→ **SUPPLIED RECORDS**
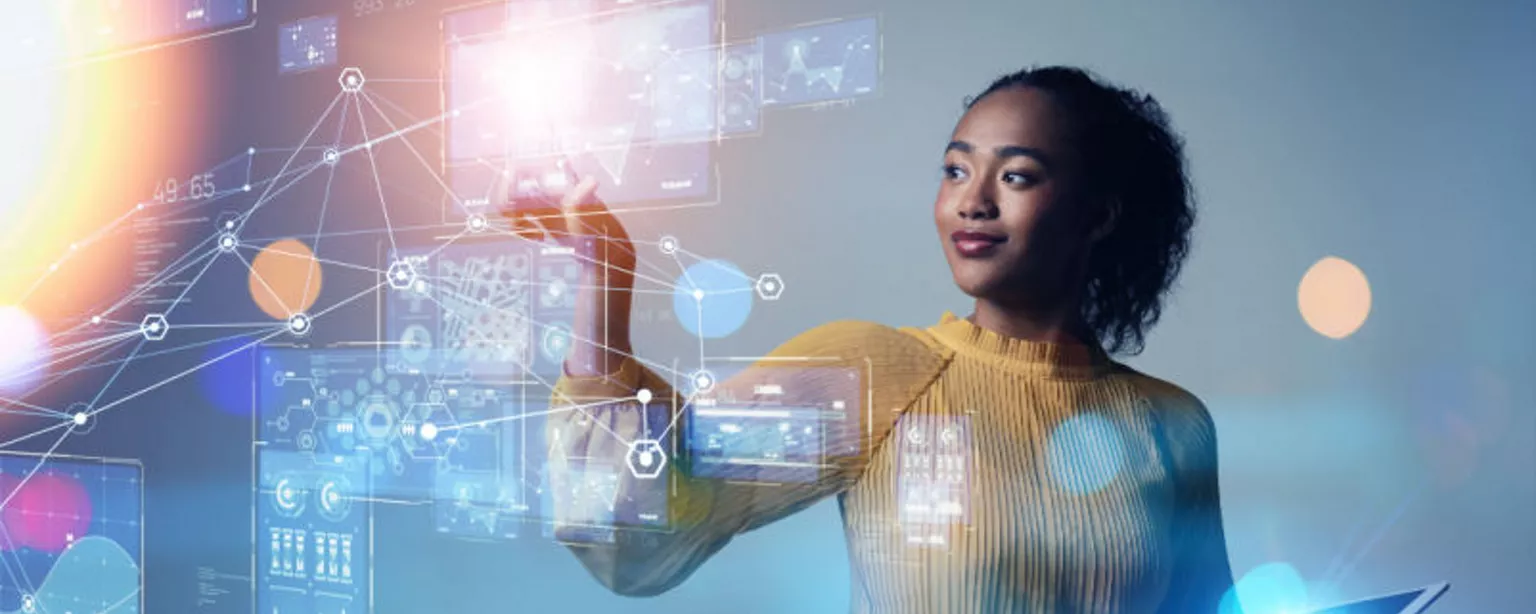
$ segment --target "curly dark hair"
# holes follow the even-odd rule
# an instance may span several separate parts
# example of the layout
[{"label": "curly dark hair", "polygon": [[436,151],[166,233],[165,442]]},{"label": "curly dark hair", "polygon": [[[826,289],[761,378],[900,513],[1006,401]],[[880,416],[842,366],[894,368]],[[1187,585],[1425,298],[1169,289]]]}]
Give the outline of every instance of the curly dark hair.
[{"label": "curly dark hair", "polygon": [[1089,256],[1080,315],[1108,353],[1140,354],[1184,266],[1195,225],[1183,140],[1150,94],[1068,66],[1003,75],[965,108],[1013,87],[1047,92],[1065,111],[1093,200],[1114,209],[1113,228]]}]

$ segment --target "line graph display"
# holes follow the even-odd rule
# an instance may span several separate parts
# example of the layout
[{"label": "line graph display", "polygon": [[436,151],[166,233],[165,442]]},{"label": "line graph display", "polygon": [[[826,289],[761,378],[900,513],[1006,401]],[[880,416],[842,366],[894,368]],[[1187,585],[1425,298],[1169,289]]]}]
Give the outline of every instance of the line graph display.
[{"label": "line graph display", "polygon": [[764,34],[763,104],[867,96],[880,87],[880,25],[874,17]]},{"label": "line graph display", "polygon": [[0,612],[139,612],[143,469],[0,453]]}]

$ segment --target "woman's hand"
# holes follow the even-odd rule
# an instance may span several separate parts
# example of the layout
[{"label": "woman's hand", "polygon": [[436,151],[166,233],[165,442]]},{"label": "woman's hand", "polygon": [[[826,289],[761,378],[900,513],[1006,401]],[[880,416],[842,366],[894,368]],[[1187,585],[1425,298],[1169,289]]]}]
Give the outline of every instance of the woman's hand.
[{"label": "woman's hand", "polygon": [[612,373],[631,351],[635,248],[624,225],[596,194],[597,180],[586,177],[558,207],[548,201],[515,201],[503,213],[512,218],[518,235],[574,246],[584,264],[565,359],[565,372],[575,376]]}]

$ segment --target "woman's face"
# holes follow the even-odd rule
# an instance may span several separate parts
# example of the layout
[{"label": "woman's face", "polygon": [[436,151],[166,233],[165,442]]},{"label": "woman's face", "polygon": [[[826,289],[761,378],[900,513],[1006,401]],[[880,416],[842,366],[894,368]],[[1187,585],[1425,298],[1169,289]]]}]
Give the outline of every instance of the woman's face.
[{"label": "woman's face", "polygon": [[955,284],[1002,305],[1049,308],[1076,292],[1087,256],[1079,164],[1049,94],[982,98],[944,151],[933,216]]}]

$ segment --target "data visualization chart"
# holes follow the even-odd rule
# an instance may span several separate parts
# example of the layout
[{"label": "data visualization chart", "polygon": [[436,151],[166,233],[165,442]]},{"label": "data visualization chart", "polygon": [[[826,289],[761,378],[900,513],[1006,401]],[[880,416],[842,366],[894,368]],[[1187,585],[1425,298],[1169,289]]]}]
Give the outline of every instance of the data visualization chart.
[{"label": "data visualization chart", "polygon": [[794,105],[875,94],[880,25],[848,19],[764,34],[763,104]]},{"label": "data visualization chart", "polygon": [[277,29],[277,70],[296,73],[336,63],[336,16],[310,17]]},{"label": "data visualization chart", "polygon": [[751,134],[763,126],[763,48],[759,41],[726,45],[720,54],[720,134]]},{"label": "data visualization chart", "polygon": [[693,378],[720,382],[694,384],[707,389],[694,393],[685,414],[695,476],[809,482],[835,459],[860,453],[857,368],[798,360],[743,367],[721,364]]},{"label": "data visualization chart", "polygon": [[387,330],[401,368],[559,377],[582,269],[596,257],[590,239],[463,240],[398,256],[387,273]]},{"label": "data visualization chart", "polygon": [[948,547],[953,531],[971,520],[970,417],[904,414],[895,438],[897,497],[907,543]]},{"label": "data visualization chart", "polygon": [[372,531],[359,494],[368,461],[282,446],[258,453],[256,611],[368,611]]},{"label": "data visualization chart", "polygon": [[143,469],[0,454],[0,612],[139,612]]},{"label": "data visualization chart", "polygon": [[610,204],[707,198],[717,134],[712,0],[532,0],[444,19],[445,160],[473,207],[551,197],[566,168]]},{"label": "data visualization chart", "polygon": [[[41,3],[40,3],[41,4]],[[71,57],[102,56],[211,36],[252,24],[256,0],[94,0],[47,3],[39,38],[66,41]]]}]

→ **WORK TO BE COMPLETED**
Give the records again exactly, without pictures.

→ **RESPONSE AREA**
$ segment --target "curly dark hair"
# holes follow the even-odd rule
# an instance may span several separate parts
# example of the layout
[{"label": "curly dark hair", "polygon": [[436,151],[166,233],[165,442]]},{"label": "curly dark hair", "polygon": [[[826,289],[761,378],[900,513],[1006,401]],[[880,416],[842,366],[894,368]],[[1187,585],[1425,298],[1169,289]]]}]
Give the outline of every instance of the curly dark hair.
[{"label": "curly dark hair", "polygon": [[1089,256],[1080,315],[1108,353],[1140,354],[1184,266],[1195,225],[1183,140],[1150,94],[1068,66],[1003,75],[965,108],[1013,87],[1047,92],[1065,111],[1093,200],[1114,209],[1113,228]]}]

$ segment --target "line graph display"
# holes follow the even-odd rule
# an instance may span several separate parts
# example of the layout
[{"label": "line graph display", "polygon": [[436,151],[166,233],[165,442]]},{"label": "line graph display", "polygon": [[[826,289],[761,378],[900,513],[1006,401]],[[880,416],[842,366],[894,368]],[[1187,585],[1425,298],[1169,289]]]}]
Give the outline of every instance of the line graph display.
[{"label": "line graph display", "polygon": [[764,34],[763,104],[867,96],[880,87],[880,25],[874,17]]},{"label": "line graph display", "polygon": [[0,612],[139,612],[143,469],[0,453]]}]

$ segment --target "woman's hand"
# holes follow the even-odd rule
# an instance may span several separate parts
# example of the layout
[{"label": "woman's hand", "polygon": [[436,151],[166,233],[165,442]]},{"label": "woman's hand", "polygon": [[[826,289],[761,378],[900,513],[1006,401]],[[880,416],[842,366],[894,368]],[[1187,585],[1425,298],[1169,289]]]}]
Give the outline of every instance of the woman's hand.
[{"label": "woman's hand", "polygon": [[612,373],[631,351],[635,248],[624,225],[596,194],[597,180],[586,177],[558,207],[548,201],[515,201],[503,213],[512,218],[518,235],[574,246],[584,264],[565,359],[565,372],[575,376]]}]

$ segment --target "woman's face"
# holes follow the even-odd rule
# an instance may span several separate parts
# example of the layout
[{"label": "woman's face", "polygon": [[436,151],[166,233],[165,442]]},{"label": "woman's face", "polygon": [[[826,289],[761,378],[900,513],[1006,401]],[[880,416],[842,366],[894,368]],[[1187,585],[1425,298],[1169,289]]]}]
Give the outline of every instance of the woman's face.
[{"label": "woman's face", "polygon": [[955,284],[1002,305],[1049,308],[1076,292],[1087,256],[1079,164],[1049,94],[982,98],[944,151],[933,216]]}]

$ segment --target "data visualization chart"
# holes follow the even-odd rule
# an instance may span several separate parts
# example of the layout
[{"label": "data visualization chart", "polygon": [[436,151],[166,233],[165,442]]},{"label": "data visualization chart", "polygon": [[[826,289],[761,378],[900,513],[1006,401]],[[880,416],[842,366],[894,368]],[[1187,585],[1425,298],[1169,289]]]}]
Give the outline of every instance of the data visualization chart.
[{"label": "data visualization chart", "polygon": [[794,105],[875,94],[880,25],[848,19],[764,34],[763,104]]},{"label": "data visualization chart", "polygon": [[277,29],[277,70],[296,73],[336,63],[336,16],[310,17]]},{"label": "data visualization chart", "polygon": [[751,134],[763,126],[763,48],[759,41],[726,45],[720,54],[720,134]]},{"label": "data visualization chart", "polygon": [[693,378],[720,382],[694,384],[707,389],[694,393],[685,414],[695,476],[809,482],[835,459],[860,453],[857,368],[798,360],[743,367],[721,364]]},{"label": "data visualization chart", "polygon": [[387,330],[401,368],[559,377],[582,269],[596,257],[590,239],[463,240],[398,256],[387,273]]},{"label": "data visualization chart", "polygon": [[948,547],[953,531],[971,520],[970,417],[904,414],[895,438],[897,497],[907,543]]},{"label": "data visualization chart", "polygon": [[372,531],[359,494],[368,461],[282,446],[258,453],[256,611],[368,611]]},{"label": "data visualization chart", "polygon": [[143,469],[0,454],[0,612],[139,612]]},{"label": "data visualization chart", "polygon": [[610,204],[707,198],[717,134],[712,0],[532,0],[444,19],[445,160],[473,207],[551,197],[566,168]]},{"label": "data visualization chart", "polygon": [[[41,3],[40,3],[41,4]],[[71,57],[102,56],[211,36],[252,24],[256,0],[94,0],[47,3],[39,38],[66,41]]]}]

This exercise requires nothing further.